**Task brief**
How many lines in the rows below contain the word "bare"? Reply with the number alone.

**Data excerpts**
________

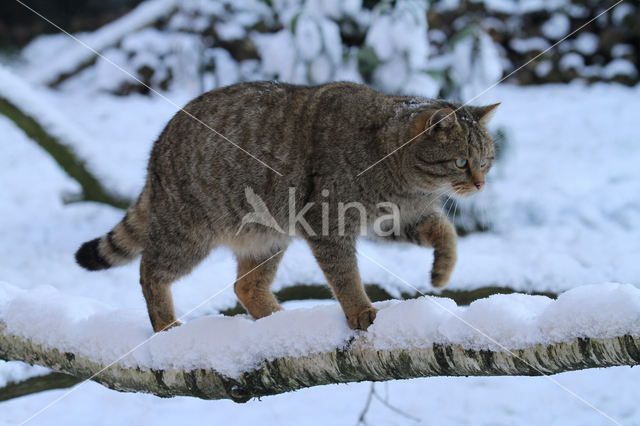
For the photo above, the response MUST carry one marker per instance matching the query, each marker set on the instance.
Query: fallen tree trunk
(356, 363)
(21, 104)
(37, 384)
(83, 54)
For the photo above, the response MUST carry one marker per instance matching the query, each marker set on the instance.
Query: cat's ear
(484, 114)
(428, 121)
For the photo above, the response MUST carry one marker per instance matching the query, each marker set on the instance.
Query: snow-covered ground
(564, 201)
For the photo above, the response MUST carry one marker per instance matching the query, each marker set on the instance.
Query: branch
(82, 55)
(92, 189)
(358, 362)
(37, 384)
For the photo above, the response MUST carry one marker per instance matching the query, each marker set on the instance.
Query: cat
(278, 144)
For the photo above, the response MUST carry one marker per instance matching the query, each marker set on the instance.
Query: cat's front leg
(436, 231)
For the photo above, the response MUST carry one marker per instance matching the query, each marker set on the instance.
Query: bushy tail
(120, 245)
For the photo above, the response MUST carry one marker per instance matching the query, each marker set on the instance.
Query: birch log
(353, 364)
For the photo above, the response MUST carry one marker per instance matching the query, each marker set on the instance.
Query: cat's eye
(461, 163)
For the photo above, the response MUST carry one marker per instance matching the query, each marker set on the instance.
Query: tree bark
(356, 363)
(92, 188)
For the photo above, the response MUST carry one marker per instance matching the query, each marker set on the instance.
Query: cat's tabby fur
(317, 138)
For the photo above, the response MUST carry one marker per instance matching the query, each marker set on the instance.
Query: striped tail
(119, 246)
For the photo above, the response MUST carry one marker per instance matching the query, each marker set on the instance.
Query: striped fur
(316, 140)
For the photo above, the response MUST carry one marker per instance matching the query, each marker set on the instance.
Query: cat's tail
(122, 244)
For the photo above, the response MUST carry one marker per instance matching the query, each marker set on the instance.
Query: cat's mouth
(466, 190)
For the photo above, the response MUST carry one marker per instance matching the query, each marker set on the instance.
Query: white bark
(354, 364)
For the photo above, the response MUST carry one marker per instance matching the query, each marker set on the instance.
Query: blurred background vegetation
(434, 48)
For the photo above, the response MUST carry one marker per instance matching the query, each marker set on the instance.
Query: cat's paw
(170, 326)
(363, 319)
(440, 279)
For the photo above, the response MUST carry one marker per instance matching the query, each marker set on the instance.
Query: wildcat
(331, 144)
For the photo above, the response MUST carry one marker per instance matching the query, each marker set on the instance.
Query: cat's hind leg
(337, 259)
(253, 286)
(170, 253)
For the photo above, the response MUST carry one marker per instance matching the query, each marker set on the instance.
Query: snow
(586, 43)
(236, 345)
(563, 204)
(556, 27)
(619, 67)
(108, 35)
(529, 44)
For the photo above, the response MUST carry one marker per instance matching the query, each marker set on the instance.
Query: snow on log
(80, 56)
(219, 357)
(49, 129)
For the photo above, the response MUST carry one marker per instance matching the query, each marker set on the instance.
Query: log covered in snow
(355, 363)
(237, 358)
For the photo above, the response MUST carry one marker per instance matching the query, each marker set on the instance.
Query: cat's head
(452, 151)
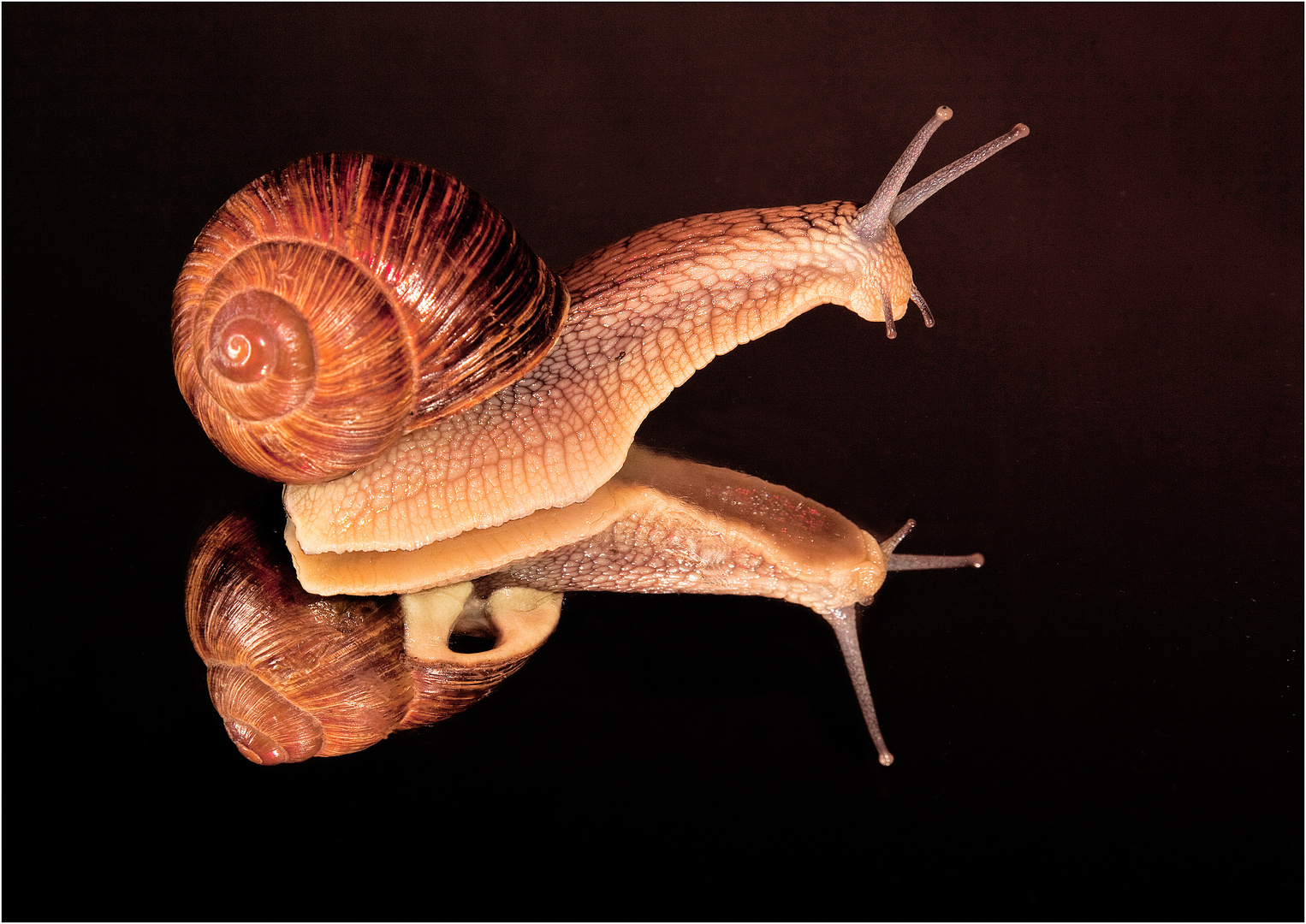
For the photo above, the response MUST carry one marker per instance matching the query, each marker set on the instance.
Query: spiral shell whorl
(347, 299)
(292, 673)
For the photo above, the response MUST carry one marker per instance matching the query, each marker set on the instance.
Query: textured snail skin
(511, 484)
(647, 312)
(661, 524)
(340, 302)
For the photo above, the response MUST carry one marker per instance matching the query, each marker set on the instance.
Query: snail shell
(295, 675)
(347, 299)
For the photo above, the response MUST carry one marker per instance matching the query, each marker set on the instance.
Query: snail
(446, 412)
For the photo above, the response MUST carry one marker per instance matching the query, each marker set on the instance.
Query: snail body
(444, 409)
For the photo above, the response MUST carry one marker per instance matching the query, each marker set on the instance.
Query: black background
(1102, 722)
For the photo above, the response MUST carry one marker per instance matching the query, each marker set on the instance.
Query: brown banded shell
(295, 675)
(338, 303)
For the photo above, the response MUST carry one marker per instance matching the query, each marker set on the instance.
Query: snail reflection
(454, 424)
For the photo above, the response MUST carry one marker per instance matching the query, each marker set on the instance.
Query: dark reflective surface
(1105, 720)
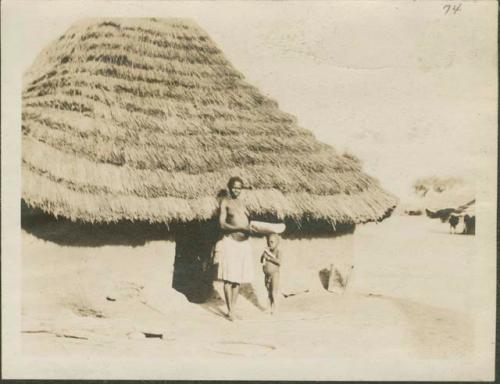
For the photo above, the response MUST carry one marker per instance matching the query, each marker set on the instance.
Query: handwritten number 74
(452, 8)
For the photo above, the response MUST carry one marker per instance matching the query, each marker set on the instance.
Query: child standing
(271, 260)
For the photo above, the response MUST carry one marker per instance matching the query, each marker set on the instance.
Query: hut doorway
(194, 271)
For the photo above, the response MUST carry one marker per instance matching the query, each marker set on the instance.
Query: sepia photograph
(249, 190)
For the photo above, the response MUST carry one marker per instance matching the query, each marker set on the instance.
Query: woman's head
(235, 185)
(273, 241)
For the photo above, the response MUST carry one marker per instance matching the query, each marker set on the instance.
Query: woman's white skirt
(235, 260)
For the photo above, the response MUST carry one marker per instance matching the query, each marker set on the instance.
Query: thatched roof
(145, 119)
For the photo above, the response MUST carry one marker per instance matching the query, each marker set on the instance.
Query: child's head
(273, 241)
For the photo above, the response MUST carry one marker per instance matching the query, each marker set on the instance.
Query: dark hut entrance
(193, 268)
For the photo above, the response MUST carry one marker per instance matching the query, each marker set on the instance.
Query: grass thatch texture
(135, 119)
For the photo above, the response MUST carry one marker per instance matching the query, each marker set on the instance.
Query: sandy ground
(408, 295)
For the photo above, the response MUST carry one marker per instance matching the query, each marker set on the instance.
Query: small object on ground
(285, 295)
(153, 335)
(265, 228)
(136, 335)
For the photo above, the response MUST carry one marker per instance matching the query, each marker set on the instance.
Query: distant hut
(133, 125)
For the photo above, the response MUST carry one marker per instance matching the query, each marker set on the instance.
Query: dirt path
(408, 296)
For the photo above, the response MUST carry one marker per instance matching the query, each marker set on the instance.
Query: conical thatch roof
(146, 120)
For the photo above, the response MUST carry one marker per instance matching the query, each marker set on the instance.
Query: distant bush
(352, 157)
(436, 184)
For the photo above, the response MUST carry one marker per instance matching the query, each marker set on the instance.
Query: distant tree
(437, 184)
(352, 157)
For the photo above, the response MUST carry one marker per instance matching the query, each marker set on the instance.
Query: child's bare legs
(228, 294)
(235, 292)
(275, 289)
(272, 283)
(273, 286)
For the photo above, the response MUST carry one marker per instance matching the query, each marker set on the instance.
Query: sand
(409, 296)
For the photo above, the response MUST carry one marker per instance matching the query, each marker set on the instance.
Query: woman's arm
(223, 220)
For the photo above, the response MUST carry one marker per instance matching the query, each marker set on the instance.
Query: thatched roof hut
(145, 120)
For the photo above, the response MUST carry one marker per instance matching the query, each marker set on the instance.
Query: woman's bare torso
(237, 215)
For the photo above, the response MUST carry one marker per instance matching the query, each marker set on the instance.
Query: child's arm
(275, 259)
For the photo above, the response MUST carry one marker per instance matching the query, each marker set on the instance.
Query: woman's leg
(228, 294)
(275, 280)
(235, 293)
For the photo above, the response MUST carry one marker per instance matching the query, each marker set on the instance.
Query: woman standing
(234, 252)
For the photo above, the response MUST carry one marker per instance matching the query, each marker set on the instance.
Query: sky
(404, 85)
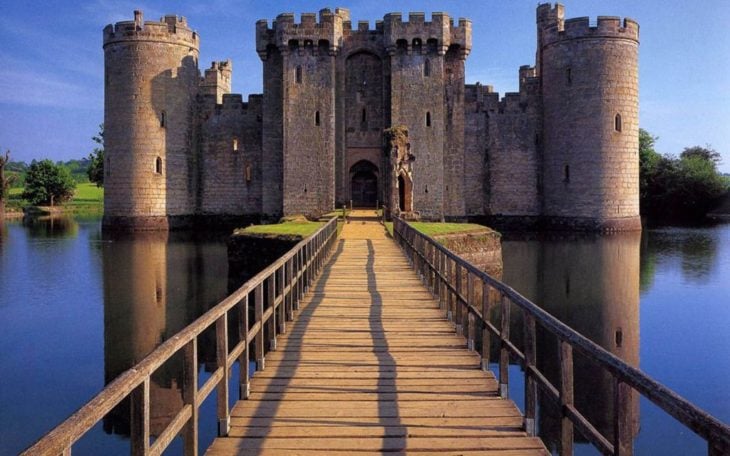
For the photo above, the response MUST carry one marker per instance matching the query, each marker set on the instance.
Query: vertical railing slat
(504, 351)
(566, 397)
(259, 338)
(271, 298)
(221, 344)
(486, 338)
(459, 319)
(530, 382)
(140, 419)
(622, 432)
(190, 396)
(244, 371)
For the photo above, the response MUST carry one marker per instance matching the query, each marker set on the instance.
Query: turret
(151, 82)
(589, 77)
(216, 81)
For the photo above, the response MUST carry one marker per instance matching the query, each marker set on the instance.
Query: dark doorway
(405, 193)
(364, 184)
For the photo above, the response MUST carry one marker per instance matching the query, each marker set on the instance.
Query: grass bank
(88, 199)
(289, 228)
(441, 228)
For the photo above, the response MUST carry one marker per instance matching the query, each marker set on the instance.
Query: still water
(77, 308)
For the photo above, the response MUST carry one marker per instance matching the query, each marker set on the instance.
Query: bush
(684, 188)
(47, 184)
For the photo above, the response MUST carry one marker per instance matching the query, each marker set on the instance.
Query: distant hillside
(77, 168)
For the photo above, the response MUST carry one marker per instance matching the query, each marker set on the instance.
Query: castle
(373, 116)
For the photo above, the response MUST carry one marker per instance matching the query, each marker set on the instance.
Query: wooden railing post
(244, 371)
(259, 339)
(140, 419)
(449, 293)
(504, 351)
(459, 304)
(530, 383)
(486, 339)
(292, 294)
(271, 294)
(566, 397)
(190, 396)
(298, 273)
(469, 316)
(221, 344)
(281, 285)
(622, 430)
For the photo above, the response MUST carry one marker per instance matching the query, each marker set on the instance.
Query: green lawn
(88, 198)
(436, 229)
(294, 228)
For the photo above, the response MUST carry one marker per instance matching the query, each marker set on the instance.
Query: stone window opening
(247, 173)
(432, 44)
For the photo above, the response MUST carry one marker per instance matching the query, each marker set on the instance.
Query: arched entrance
(405, 193)
(364, 184)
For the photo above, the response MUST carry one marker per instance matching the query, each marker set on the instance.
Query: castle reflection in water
(590, 283)
(155, 284)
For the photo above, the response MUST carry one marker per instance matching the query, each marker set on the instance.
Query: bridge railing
(445, 273)
(281, 286)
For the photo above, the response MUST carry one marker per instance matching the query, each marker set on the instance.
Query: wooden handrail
(287, 279)
(436, 264)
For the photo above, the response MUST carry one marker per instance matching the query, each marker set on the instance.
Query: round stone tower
(589, 77)
(150, 86)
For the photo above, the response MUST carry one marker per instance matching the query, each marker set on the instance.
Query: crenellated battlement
(414, 35)
(436, 35)
(170, 29)
(286, 35)
(553, 27)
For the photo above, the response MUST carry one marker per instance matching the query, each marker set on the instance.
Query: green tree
(95, 170)
(683, 188)
(4, 183)
(705, 153)
(47, 183)
(649, 159)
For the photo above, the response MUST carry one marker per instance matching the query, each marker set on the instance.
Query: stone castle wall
(151, 81)
(563, 149)
(590, 98)
(230, 171)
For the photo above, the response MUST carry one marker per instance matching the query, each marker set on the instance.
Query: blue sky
(51, 61)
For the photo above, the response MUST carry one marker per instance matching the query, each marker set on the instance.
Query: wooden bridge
(373, 351)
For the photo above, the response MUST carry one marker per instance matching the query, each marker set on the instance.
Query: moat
(79, 307)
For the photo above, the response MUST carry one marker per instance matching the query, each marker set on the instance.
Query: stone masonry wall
(151, 80)
(231, 156)
(589, 77)
(309, 131)
(414, 97)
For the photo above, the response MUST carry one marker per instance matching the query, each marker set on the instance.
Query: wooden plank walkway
(371, 365)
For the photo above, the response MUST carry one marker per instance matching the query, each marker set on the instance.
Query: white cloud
(30, 88)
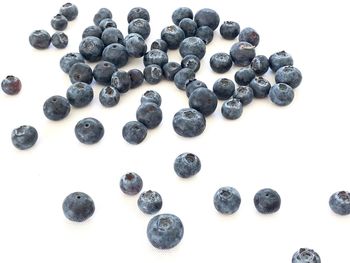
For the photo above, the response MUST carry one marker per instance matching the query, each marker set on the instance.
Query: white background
(301, 150)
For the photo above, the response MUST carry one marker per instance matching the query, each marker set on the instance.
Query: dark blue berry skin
(173, 36)
(109, 96)
(191, 62)
(229, 30)
(224, 88)
(141, 27)
(188, 26)
(267, 201)
(89, 131)
(131, 183)
(134, 132)
(187, 165)
(149, 114)
(56, 108)
(220, 62)
(305, 255)
(339, 202)
(40, 39)
(207, 17)
(59, 22)
(78, 207)
(244, 76)
(232, 109)
(24, 137)
(11, 85)
(165, 231)
(91, 48)
(80, 94)
(136, 78)
(227, 200)
(180, 14)
(116, 54)
(151, 96)
(289, 75)
(260, 64)
(68, 60)
(59, 40)
(183, 77)
(150, 202)
(138, 12)
(242, 53)
(192, 46)
(80, 72)
(170, 69)
(203, 100)
(279, 60)
(160, 44)
(153, 74)
(69, 10)
(189, 123)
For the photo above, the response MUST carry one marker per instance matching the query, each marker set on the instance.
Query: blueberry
(205, 33)
(69, 10)
(191, 62)
(134, 132)
(232, 109)
(11, 85)
(267, 201)
(140, 26)
(340, 203)
(149, 114)
(24, 137)
(131, 183)
(183, 76)
(242, 53)
(173, 36)
(224, 88)
(80, 72)
(189, 122)
(78, 207)
(151, 96)
(220, 62)
(116, 54)
(187, 165)
(203, 100)
(165, 231)
(56, 108)
(207, 17)
(160, 44)
(193, 46)
(136, 78)
(170, 69)
(150, 202)
(305, 255)
(279, 60)
(40, 39)
(80, 94)
(227, 200)
(89, 131)
(289, 75)
(91, 48)
(68, 60)
(244, 76)
(59, 40)
(188, 26)
(180, 14)
(260, 64)
(59, 22)
(229, 30)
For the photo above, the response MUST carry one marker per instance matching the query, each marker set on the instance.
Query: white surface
(300, 150)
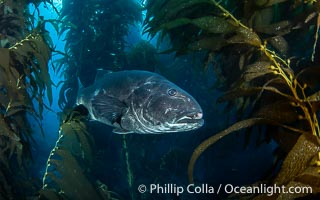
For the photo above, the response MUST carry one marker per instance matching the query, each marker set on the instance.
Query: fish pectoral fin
(108, 108)
(121, 131)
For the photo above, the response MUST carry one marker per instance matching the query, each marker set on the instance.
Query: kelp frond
(69, 162)
(258, 64)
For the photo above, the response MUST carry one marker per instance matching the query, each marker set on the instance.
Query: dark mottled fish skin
(141, 102)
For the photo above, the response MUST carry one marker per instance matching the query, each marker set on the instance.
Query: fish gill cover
(266, 64)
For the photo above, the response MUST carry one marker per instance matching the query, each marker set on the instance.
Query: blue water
(229, 161)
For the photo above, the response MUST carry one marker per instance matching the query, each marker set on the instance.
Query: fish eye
(172, 92)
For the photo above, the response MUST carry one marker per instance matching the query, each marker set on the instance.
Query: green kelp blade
(235, 127)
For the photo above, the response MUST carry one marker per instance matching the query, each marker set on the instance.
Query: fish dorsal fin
(101, 73)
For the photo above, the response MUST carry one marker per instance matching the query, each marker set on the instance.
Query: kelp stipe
(69, 163)
(24, 54)
(261, 77)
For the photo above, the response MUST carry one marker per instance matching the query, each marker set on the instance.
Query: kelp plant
(95, 31)
(269, 62)
(68, 166)
(24, 77)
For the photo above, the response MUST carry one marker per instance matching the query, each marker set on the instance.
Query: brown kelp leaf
(213, 43)
(262, 17)
(280, 111)
(245, 36)
(309, 76)
(238, 92)
(70, 170)
(278, 28)
(256, 70)
(242, 92)
(266, 3)
(213, 24)
(175, 23)
(235, 127)
(315, 97)
(298, 159)
(280, 44)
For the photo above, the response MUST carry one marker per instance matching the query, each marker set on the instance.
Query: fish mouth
(191, 118)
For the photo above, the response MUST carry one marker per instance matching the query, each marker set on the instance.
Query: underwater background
(253, 66)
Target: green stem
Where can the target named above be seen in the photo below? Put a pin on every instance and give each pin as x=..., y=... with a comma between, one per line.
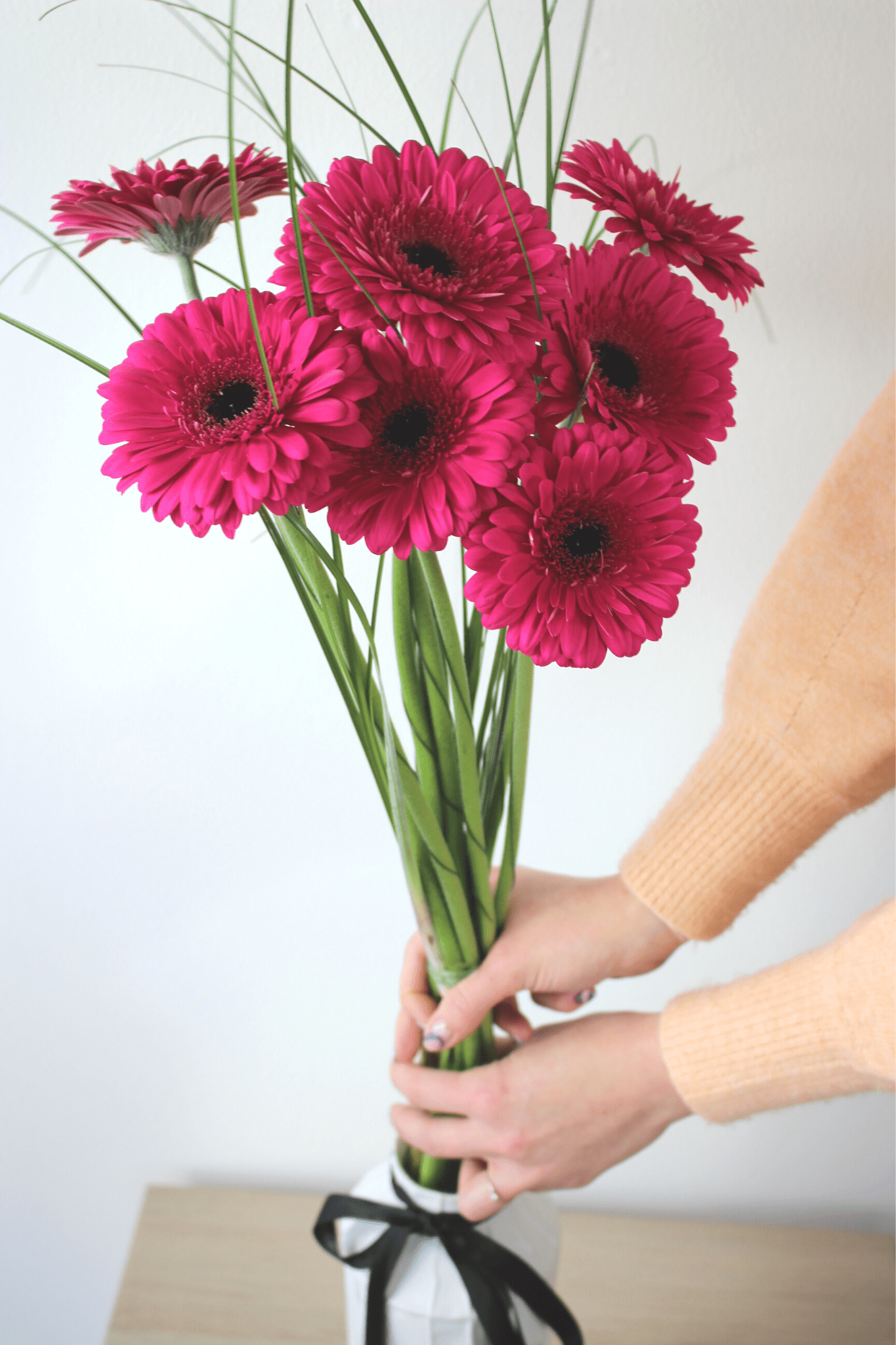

________

**Result of the task**
2